Hometown: Bloomingdale, Ill., a Chicago suburb
Current home: Philadelphia
Known for: A HotHouse company member at the Wilma Theater and adjunct acting professor at Temple University, Smiling recently appeared in Metamorphoses at Arden Theatre Company, Hamlet at the Wilma, Othello at Milwaukee Rep, and most recently Tom Stoppard’s The Hard Problem.
What’s next: Peter and the Starcatcher at Walnut Street Theatre March 15–May 1.
What makes him special: “The first time I saw Lindsay onstage, I froze,” says Jacqueline Goldfinger, playwright and founder of the Foundry in Philadelphia, with whom Smiling is developing a new play called Fresh. “His performances are arresting; they cling to you and refuse to let go until you deal with his characters and their struggles. However, his performances also weave themselves beautifully into the texture of the piece. They stand out, not because he is doing something outside of the character, but because he so lives the depth and complexity of the character that each note of his performance falls with resonance and exactitude.” Blanka Zizka, who has directed Smiling is numerous Wilma productions, says “he is a wonderful and wise actor and person; he is always present, and ready to work, experiment, dig deeper, dare to fail or gain, and start again.”
Why theatre: Smiling says he didn’t start acting until he took a class at the College of DuPage, a community college outside of Chicago, and it wasn’t until he was wrapping up his B.A. at Illinois State University that he took it seriously as a profession. “As I was entering college, I thought my career would revolve around math or science, which were my best subjects and usually came quite easy to me,” Smiling recalls. But he found performing irresistible: “There is something intangible and unsolvable about acting that keeps challenging my sensibilities.”
Profession: Animator, performer, director
Hometown: Redwood City, Calif.
Current home: Los Angeles
Known for: In addition to work created by her multimedia company Cloud Eye Control, Matreyek’s solo projects include Infinitely Yours, This World Made Itself, and Myth and Infrastructure. Her show Meta.Morph recently appeared at the New Strands Festival of American Conservatory Theater in San Francisco. She is the 2016 Sherwood Award recipient.
What’s Next: A new media arts festival in Trondheim, Norway; Climakaze in Miami, a festival and artist retreat focused on climate change. She is also part of a new piece commissioned by A.C.T. in collaboration with Byron Au Young and Christopher Chen.
What makes her special: Center Theatre Group associate artistic director Diane Rodriguez, who worked with Matreyek on Rude Mechs’s I’ve Never Been So Happy, called her “a one-of-a-kind artist who brings her own personal world into view through her animation,” which is “deep and filled with movement and color.” Says Beatrice Basso, director of new work at A.C.T., “When I think of Miwa’s world I see butterflies becoming cups of coffee becoming a forest. There is a flow between the minuscule and the infinite that is very playful and deeply moving.”
What animation, video, and projection design can do: “What I am interested in is transformation,” says Matreyek, “in the space between cinematic and theatrical, illusion and construction, fantastical and physical, suspension of disbelief and belief. In my own work, I am looking for ways to viscerally and emotionally bring the audience along on the journey through the vessel of my shadow silhouette through dreamscapes and nightmarish moments.”

Data entries:
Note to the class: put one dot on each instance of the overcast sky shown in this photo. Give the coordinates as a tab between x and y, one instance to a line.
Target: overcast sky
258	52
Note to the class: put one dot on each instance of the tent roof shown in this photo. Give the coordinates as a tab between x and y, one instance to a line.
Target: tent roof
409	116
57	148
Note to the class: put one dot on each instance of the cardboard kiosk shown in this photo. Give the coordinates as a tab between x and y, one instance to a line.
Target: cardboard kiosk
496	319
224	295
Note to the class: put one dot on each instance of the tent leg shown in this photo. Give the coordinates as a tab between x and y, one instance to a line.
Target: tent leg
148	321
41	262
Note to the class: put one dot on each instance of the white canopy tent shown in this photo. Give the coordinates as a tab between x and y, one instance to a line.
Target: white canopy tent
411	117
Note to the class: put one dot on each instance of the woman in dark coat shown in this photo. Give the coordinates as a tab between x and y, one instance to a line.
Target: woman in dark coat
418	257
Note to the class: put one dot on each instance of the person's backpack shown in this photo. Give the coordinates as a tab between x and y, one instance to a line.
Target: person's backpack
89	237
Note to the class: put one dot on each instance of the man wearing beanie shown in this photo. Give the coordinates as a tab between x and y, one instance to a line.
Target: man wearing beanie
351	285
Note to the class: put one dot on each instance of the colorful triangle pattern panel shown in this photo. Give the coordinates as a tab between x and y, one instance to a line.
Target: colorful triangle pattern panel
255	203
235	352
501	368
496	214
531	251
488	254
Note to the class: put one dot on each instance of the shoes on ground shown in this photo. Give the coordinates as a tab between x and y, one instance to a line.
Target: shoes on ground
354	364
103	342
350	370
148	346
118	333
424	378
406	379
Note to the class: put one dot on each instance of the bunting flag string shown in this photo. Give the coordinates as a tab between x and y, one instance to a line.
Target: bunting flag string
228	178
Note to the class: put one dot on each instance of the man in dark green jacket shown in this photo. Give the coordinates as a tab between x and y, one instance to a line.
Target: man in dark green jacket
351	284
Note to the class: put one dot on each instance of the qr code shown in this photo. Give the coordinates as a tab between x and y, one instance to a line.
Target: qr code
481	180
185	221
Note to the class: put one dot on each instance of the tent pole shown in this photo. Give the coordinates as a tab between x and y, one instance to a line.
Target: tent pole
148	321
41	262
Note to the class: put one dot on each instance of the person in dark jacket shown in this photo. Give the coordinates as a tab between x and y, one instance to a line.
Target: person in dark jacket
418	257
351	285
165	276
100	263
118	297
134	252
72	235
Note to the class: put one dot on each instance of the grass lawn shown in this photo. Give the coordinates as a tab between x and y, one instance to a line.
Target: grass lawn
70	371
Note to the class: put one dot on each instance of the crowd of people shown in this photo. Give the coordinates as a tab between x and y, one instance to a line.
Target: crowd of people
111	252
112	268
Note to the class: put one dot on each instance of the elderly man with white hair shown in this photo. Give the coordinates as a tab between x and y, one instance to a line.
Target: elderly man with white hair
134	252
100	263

Goal: Copy the theater profiles word for word from "Current home: Los" to "Sherwood Award recipient.".

Written answer:
Current home: Los Angeles
Known for: In addition to work created by her multimedia company Cloud Eye Control, Matreyek’s solo projects include Infinitely Yours, This World Made Itself, and Myth and Infrastructure. Her show Meta.Morph recently appeared at the New Strands Festival of American Conservatory Theater in San Francisco. She is the 2016 Sherwood Award recipient.